Tasks to carry out —
- A) In the text about water-supply stress maps, which countries hold most of the blue areas on the combined map?
- B) Duplicate the stretch of the water-supply maps text from "One of the maps" through "change, or both.".
- C) Pick up the passage on water-supply stress maps after its last sentence and carry it forward.

Excerpted text —
════════════════════
One of the maps is quite scary-looking and captures the combined effects of both climate and population trends on human water-supply stress. Most of the world is colored red (indicating less water availability than today) with a few places colored blue (more water availability, mostly in Russia and Canada) and even fewer in green (meaning little or no change). This fearsome red map suggests that by the year 2025 much of humanity’s water supply will be worse off, either from population growth, or climate change, or both.

The other two maps separate out the effects of population and climate change. The population-only map is even scarier than the combined map. Nearly all the world is bathed in red, with blue colors even rarer than before. Compared to it, the climate-only map seems almost benign, with roughly equal proportions of blue and red tones and even more in green. In other words, climate changes are expected to both harm and help water availability in different parts of the world, whereas population and economic growth harm it nearly everywhere.206 So even if our climate-change problems could somehow disappear tomorrow (and they won’t), we would still face enormous challenges to water supply in some of the hottest, most crowded places on Earth.
════════════════════
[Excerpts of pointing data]
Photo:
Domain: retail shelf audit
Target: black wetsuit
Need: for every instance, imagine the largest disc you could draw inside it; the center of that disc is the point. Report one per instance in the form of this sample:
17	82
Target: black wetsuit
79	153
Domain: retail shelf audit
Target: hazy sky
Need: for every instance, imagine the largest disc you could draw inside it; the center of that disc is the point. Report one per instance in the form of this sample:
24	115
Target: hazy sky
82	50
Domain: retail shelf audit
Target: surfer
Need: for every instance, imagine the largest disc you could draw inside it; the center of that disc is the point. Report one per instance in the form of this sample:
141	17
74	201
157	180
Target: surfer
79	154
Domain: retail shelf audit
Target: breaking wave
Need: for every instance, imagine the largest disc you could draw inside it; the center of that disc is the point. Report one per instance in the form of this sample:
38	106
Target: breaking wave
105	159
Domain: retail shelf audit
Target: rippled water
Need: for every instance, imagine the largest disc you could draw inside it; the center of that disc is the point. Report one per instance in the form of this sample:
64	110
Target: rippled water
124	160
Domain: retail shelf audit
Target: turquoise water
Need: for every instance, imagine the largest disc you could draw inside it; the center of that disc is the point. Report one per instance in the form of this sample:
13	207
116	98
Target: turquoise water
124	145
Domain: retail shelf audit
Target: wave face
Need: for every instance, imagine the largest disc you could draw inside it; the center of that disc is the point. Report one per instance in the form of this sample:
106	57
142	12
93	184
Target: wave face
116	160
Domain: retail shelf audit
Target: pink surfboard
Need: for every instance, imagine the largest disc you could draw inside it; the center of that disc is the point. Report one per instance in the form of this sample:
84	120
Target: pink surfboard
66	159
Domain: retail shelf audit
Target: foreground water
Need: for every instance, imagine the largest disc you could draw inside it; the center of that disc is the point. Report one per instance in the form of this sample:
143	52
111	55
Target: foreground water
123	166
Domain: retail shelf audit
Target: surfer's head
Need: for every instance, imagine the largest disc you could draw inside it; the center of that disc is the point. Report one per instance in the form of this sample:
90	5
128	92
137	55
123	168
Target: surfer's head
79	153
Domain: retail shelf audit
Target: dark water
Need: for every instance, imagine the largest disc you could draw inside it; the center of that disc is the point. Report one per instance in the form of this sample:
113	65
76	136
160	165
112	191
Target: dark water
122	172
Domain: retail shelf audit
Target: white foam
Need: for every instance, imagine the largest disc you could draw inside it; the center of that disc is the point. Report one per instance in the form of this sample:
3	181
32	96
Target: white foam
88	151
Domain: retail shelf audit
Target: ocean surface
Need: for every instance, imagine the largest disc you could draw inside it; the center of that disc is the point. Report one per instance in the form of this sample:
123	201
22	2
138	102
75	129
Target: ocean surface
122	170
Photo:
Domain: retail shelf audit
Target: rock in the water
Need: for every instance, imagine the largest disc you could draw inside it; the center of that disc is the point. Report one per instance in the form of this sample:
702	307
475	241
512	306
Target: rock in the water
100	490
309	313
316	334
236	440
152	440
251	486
════════════════════
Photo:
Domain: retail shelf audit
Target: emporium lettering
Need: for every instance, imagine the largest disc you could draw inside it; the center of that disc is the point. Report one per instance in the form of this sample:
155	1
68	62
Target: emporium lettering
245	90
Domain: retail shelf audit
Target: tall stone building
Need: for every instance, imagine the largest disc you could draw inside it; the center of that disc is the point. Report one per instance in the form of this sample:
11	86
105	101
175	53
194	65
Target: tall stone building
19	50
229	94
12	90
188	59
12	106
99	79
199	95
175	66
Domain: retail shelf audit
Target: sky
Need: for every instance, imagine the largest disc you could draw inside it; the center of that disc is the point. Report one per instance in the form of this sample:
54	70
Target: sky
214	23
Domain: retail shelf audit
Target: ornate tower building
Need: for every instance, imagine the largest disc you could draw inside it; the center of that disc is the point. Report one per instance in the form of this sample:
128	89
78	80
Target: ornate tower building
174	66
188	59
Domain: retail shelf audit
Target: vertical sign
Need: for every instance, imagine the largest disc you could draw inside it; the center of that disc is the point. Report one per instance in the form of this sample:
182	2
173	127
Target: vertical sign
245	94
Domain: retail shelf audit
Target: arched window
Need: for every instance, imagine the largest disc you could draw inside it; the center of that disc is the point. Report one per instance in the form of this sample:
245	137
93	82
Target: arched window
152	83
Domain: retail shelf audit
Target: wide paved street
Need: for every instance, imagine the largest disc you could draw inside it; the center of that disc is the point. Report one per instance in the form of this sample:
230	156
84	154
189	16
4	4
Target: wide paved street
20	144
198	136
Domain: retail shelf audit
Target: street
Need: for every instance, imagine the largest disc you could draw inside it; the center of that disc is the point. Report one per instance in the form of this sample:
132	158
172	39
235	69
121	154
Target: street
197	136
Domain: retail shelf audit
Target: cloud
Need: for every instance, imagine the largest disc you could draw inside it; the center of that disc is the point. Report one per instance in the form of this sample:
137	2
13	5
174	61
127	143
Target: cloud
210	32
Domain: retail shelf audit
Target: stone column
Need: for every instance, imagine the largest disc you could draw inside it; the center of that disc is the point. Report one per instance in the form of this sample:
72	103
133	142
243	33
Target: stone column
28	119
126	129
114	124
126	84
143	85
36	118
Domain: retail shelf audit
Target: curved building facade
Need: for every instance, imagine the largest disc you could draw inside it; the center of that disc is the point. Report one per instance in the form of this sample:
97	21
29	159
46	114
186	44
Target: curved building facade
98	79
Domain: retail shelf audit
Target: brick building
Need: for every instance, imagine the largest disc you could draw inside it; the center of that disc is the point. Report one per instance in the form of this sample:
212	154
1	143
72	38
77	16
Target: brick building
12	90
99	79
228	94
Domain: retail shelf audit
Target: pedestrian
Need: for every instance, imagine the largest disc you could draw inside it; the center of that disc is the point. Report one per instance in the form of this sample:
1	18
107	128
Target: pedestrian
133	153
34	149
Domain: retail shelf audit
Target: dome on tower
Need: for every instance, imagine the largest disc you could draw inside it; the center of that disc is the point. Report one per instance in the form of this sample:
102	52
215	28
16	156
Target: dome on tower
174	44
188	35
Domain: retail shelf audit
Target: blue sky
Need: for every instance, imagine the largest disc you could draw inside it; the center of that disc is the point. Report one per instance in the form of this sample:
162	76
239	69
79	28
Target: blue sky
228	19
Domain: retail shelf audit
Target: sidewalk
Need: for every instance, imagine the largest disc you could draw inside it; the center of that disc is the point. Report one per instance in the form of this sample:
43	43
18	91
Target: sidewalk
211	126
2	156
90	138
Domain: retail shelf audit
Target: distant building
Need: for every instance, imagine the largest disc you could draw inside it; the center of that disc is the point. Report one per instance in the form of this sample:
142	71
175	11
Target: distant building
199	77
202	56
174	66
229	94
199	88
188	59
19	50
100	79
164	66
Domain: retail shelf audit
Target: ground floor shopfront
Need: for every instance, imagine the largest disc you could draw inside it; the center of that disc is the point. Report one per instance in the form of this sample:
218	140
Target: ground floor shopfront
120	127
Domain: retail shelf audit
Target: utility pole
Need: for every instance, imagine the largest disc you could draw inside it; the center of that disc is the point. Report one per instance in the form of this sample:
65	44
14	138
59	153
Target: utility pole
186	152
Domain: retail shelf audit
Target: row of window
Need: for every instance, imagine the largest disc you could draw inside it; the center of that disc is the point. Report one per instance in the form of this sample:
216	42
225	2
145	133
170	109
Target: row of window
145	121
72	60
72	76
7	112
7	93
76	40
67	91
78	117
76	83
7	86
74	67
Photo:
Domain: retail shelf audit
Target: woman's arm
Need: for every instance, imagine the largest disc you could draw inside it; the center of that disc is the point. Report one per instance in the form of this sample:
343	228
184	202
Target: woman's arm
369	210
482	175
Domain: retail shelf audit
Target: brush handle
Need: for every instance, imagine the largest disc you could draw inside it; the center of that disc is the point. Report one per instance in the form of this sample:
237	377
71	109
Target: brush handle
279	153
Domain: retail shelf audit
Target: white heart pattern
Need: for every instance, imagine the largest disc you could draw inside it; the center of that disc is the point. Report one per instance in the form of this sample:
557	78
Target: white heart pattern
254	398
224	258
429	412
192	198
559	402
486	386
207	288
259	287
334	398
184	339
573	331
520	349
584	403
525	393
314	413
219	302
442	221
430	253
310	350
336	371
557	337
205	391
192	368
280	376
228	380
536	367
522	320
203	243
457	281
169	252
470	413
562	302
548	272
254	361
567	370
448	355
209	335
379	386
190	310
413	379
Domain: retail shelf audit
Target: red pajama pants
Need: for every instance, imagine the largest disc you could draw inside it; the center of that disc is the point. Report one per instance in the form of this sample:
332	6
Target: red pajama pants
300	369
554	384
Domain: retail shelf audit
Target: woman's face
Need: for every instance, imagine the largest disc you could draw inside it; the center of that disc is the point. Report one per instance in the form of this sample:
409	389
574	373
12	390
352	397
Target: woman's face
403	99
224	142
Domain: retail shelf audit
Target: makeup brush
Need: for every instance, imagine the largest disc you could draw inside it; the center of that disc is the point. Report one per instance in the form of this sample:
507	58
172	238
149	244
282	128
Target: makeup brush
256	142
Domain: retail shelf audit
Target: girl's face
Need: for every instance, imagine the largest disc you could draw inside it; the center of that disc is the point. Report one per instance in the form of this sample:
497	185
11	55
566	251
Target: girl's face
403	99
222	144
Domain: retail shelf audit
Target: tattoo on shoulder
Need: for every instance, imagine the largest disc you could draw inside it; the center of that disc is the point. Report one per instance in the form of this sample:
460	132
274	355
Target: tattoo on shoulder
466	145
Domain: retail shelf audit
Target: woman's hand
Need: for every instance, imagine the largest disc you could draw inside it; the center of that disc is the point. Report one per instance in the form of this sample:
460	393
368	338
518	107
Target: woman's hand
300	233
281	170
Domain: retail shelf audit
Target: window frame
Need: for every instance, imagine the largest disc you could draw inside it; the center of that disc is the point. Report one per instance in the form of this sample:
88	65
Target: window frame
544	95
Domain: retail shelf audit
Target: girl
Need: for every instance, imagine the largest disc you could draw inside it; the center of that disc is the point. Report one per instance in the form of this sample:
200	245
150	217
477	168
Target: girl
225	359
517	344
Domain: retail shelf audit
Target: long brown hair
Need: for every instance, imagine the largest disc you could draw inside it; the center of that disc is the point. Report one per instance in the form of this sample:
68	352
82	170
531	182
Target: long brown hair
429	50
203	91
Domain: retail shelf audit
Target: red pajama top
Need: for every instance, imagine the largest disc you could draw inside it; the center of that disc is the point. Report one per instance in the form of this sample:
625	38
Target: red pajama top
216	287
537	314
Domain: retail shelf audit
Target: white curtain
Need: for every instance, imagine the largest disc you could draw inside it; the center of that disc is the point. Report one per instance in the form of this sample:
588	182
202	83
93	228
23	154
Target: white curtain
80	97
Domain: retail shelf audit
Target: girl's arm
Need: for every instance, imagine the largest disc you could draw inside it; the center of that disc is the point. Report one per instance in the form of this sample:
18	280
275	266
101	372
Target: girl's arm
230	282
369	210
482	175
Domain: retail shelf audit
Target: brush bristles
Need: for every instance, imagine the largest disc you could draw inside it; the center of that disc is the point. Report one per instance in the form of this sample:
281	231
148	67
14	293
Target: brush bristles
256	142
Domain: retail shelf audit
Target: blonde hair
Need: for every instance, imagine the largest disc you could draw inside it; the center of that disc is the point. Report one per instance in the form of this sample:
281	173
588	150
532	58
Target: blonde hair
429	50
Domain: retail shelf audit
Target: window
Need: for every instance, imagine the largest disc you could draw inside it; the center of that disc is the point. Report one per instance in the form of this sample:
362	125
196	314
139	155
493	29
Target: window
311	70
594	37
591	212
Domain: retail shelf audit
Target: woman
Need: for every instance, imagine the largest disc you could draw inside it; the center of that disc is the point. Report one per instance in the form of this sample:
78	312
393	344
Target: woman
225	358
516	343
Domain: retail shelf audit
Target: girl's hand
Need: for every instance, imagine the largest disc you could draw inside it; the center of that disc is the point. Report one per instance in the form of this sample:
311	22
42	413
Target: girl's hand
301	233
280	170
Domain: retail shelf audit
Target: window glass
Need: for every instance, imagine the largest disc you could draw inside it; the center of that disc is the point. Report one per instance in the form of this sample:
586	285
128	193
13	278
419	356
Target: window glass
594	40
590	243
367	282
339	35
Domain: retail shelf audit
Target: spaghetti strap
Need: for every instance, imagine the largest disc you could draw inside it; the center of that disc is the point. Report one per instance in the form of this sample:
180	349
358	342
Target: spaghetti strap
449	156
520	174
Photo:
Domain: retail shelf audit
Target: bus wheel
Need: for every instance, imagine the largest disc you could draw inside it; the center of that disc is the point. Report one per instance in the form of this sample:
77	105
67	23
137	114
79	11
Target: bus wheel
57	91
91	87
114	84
════════════════════
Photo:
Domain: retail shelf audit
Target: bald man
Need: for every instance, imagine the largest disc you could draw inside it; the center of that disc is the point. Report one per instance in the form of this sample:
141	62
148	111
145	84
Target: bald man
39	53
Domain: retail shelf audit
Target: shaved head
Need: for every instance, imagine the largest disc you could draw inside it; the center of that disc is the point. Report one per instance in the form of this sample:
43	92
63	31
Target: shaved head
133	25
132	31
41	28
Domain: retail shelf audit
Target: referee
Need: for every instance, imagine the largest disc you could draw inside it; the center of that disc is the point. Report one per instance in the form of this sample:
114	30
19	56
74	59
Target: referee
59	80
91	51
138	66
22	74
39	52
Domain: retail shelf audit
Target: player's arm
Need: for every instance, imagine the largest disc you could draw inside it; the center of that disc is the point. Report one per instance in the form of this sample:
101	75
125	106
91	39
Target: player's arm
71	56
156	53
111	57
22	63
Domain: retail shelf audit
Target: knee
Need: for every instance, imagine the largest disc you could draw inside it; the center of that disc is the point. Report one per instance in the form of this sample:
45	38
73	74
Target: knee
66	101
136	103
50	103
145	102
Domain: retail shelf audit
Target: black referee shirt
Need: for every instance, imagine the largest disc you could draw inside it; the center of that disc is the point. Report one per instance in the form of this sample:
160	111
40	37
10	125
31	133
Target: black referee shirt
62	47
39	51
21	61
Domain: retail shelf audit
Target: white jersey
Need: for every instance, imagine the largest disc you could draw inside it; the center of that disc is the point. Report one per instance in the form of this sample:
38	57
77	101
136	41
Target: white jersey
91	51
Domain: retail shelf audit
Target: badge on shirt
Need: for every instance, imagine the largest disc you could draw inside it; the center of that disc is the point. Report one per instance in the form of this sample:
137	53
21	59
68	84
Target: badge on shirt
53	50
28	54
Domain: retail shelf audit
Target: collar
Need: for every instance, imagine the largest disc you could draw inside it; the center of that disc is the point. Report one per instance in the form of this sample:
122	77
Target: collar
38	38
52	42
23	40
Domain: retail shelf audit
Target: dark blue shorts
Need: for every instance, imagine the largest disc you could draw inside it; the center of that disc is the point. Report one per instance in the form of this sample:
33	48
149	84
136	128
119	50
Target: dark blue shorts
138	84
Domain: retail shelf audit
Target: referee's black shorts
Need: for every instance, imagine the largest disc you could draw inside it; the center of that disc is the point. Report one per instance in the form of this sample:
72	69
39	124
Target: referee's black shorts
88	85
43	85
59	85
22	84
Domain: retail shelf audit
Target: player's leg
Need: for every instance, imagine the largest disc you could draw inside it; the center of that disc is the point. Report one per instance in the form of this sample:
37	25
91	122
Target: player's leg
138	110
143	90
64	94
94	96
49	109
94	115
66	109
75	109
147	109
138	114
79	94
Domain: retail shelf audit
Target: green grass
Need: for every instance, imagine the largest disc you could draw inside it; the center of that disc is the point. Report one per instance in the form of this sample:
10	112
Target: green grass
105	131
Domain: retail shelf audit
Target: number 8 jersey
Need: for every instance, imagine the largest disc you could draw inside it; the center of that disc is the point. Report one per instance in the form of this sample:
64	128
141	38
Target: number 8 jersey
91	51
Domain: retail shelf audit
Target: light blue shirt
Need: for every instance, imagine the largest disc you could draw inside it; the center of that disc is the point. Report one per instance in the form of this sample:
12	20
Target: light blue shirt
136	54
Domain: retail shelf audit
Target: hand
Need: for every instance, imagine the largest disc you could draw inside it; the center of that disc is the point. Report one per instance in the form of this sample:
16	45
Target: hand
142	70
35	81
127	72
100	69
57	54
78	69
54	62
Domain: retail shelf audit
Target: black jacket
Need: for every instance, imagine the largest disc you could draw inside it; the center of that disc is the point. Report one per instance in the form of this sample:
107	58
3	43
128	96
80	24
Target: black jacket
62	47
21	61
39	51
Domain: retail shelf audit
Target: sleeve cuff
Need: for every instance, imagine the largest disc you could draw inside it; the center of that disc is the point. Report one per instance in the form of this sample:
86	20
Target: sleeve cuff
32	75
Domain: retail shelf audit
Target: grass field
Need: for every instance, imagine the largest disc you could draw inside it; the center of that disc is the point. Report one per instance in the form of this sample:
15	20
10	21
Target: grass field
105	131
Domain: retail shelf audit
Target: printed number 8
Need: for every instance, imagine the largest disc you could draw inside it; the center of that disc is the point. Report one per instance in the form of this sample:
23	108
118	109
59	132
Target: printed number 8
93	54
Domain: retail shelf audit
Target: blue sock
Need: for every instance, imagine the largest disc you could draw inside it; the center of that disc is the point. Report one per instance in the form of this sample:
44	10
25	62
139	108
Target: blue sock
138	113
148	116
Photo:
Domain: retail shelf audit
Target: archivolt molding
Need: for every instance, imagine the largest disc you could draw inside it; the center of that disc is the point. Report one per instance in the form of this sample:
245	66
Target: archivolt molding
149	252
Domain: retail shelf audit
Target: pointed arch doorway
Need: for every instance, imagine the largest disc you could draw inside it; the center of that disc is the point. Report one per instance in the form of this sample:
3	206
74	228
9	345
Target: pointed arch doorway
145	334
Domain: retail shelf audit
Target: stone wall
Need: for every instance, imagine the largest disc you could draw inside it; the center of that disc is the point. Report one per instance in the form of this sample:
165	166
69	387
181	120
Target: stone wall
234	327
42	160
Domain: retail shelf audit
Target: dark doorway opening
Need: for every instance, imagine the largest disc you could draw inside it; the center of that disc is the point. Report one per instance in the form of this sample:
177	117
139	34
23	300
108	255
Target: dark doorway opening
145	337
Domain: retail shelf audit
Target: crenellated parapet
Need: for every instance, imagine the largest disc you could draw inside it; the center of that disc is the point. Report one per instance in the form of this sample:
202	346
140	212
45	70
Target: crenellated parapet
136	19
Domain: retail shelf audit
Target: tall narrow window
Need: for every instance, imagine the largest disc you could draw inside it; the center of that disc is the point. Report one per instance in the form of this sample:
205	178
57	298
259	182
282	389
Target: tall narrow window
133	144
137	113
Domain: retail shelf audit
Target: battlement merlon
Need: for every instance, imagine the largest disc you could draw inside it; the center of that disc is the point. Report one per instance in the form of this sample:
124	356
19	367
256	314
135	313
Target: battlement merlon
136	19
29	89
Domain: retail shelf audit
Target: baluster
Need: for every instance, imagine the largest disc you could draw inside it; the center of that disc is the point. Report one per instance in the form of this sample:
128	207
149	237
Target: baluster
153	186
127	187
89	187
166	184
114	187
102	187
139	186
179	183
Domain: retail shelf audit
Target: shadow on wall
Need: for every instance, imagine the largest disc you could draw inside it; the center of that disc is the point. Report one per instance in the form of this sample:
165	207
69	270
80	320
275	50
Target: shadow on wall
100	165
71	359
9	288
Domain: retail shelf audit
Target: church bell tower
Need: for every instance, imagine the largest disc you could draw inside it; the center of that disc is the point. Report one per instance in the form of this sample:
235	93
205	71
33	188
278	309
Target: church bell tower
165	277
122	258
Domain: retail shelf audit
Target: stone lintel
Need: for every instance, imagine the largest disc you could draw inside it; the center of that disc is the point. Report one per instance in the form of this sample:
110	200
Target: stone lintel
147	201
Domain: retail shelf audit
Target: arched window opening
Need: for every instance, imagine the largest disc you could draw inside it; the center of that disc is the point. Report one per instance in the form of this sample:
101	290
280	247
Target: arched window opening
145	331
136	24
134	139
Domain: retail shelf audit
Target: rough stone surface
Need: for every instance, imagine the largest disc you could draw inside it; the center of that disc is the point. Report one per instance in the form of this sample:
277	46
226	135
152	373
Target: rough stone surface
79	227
════════════════════
Results —
- A) Russia and Canada.

- B)
One of the maps is quite scary-looking and captures the combined effects of both climate and population trends on human water-supply stress. Most of the world is colored red (indicating less water availability than today) with a few places colored blue (more water availability, mostly in Russia and Canada) and even fewer in green (meaning little or no change). This fearsome red map suggests that by the year 2025 much of humanity’s water supply will be worse off, either from population growth, or climate change, or both.

- C)
Drinking Sh**

It’s hard to imagine the world behind those red maps. To most people—especially living in cities—clean water is like oil and electricity: one of those things upon which they depend mightily yet give barely a passing thought. In my own city of Los Angeles, everyone will gladly pay a hundred dollars a month for cable television, yet would roar in protest if forced to pay that much for life’s elixir piped directly into their homes. When Governor Schwarzenegger declared a state of drought emergency, I studied my water bill closely for the first time in my life. For two months of clean drinking water, snared from faraway sources and delivered to my house by one of the world’s most expensive and elaborate engineering schemes, I was charged $20.67. I spend more on postage stamps.

If only everyone could indulge such ignorant bliss. While eight in ten people have access to some sort of improved water source,207 this globally averaged number masks some wild geographic discrepancies. Some countries, like Canada, Japan, and Estonia, provide clean water to all of their citizens. Others, especially in Africa, do so for under half. The worst water poverty is suffered by Ethiopians, Somalis, Afghanis, Papua New Guineans, Cambodians, Chadians, Equatorial Guineans, and Mozambicans.208 Even their statistics hide the most glaring divide—between cities and rural areas. Eight in ten urban Ethiopians have some form of improved water whereas just one in ten rural Ethiopians do.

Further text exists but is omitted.